▸ Description of the task: Convert everything from the line containing "locate the black snow pant in the photo above" down to the end of the entries below into a Markdown table with the columns Row and Entry line. Number each row and omit any blank lines.
== Records shown ==
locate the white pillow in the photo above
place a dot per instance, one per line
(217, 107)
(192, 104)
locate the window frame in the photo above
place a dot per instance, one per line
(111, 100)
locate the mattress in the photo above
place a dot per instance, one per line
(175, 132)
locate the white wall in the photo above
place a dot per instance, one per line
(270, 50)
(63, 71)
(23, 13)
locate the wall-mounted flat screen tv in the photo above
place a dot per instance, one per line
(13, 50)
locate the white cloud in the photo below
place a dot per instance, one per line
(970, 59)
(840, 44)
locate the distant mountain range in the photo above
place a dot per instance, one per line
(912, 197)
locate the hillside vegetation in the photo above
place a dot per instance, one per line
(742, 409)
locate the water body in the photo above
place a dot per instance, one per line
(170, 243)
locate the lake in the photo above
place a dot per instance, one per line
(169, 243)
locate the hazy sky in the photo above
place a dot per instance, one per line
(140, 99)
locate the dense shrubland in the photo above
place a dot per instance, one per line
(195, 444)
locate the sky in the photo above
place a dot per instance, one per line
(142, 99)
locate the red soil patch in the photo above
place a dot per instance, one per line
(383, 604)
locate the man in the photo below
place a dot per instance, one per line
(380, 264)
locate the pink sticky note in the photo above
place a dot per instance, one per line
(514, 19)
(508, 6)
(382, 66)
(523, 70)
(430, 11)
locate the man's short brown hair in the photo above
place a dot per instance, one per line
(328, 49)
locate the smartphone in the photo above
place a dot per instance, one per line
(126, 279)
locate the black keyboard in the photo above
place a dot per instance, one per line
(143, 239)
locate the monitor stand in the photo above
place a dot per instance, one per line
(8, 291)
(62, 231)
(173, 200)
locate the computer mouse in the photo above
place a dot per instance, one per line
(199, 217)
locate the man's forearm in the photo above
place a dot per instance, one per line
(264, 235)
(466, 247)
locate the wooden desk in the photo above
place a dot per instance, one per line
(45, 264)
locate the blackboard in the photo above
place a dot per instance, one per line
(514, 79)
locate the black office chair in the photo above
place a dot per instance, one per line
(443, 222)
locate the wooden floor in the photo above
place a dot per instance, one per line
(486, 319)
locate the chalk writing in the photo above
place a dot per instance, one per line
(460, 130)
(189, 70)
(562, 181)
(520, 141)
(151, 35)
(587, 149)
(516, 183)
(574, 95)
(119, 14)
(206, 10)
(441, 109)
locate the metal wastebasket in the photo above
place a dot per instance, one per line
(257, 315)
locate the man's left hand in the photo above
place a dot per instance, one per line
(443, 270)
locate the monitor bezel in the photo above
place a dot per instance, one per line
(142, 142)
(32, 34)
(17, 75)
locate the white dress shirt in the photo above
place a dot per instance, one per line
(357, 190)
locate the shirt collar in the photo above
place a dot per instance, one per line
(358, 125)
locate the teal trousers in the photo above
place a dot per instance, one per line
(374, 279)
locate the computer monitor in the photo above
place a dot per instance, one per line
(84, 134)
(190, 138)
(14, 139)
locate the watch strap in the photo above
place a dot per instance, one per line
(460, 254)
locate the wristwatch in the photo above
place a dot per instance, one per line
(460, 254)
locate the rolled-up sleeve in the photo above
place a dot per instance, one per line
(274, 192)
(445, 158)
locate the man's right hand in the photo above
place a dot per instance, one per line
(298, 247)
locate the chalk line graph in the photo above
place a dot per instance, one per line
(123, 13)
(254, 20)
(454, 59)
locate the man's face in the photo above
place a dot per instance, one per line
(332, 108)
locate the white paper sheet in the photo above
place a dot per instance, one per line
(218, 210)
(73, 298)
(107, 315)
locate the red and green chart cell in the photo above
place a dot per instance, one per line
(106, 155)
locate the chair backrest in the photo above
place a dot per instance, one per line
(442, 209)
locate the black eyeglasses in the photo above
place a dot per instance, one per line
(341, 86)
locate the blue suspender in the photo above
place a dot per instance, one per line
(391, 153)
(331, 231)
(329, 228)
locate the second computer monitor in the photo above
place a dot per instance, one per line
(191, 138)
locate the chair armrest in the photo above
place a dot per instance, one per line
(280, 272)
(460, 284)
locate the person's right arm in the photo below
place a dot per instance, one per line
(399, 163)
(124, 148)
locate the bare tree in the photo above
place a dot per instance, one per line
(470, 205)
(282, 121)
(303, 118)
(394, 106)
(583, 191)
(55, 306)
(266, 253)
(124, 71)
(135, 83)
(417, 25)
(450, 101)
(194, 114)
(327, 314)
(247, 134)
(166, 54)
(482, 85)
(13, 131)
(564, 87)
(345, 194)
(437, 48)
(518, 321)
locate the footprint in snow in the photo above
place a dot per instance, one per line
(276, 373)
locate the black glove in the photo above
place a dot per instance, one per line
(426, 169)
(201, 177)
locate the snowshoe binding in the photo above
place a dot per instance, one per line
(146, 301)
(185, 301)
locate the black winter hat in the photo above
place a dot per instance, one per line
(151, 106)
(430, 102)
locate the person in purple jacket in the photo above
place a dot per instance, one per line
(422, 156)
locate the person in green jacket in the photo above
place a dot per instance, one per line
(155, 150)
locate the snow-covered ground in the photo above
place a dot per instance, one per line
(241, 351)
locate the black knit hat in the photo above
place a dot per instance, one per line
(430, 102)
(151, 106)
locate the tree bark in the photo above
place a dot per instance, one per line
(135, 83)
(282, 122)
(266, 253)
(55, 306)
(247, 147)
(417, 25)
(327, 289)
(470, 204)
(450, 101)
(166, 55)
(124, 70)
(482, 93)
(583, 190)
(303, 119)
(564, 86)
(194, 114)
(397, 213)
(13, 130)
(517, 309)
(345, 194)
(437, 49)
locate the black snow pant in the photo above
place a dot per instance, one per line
===
▸ Solution for this task:
| Row | Entry line |
|---|---|
| 1 | locate the black snow pant in the photo above |
| 2 | place a dot per instance, one per line |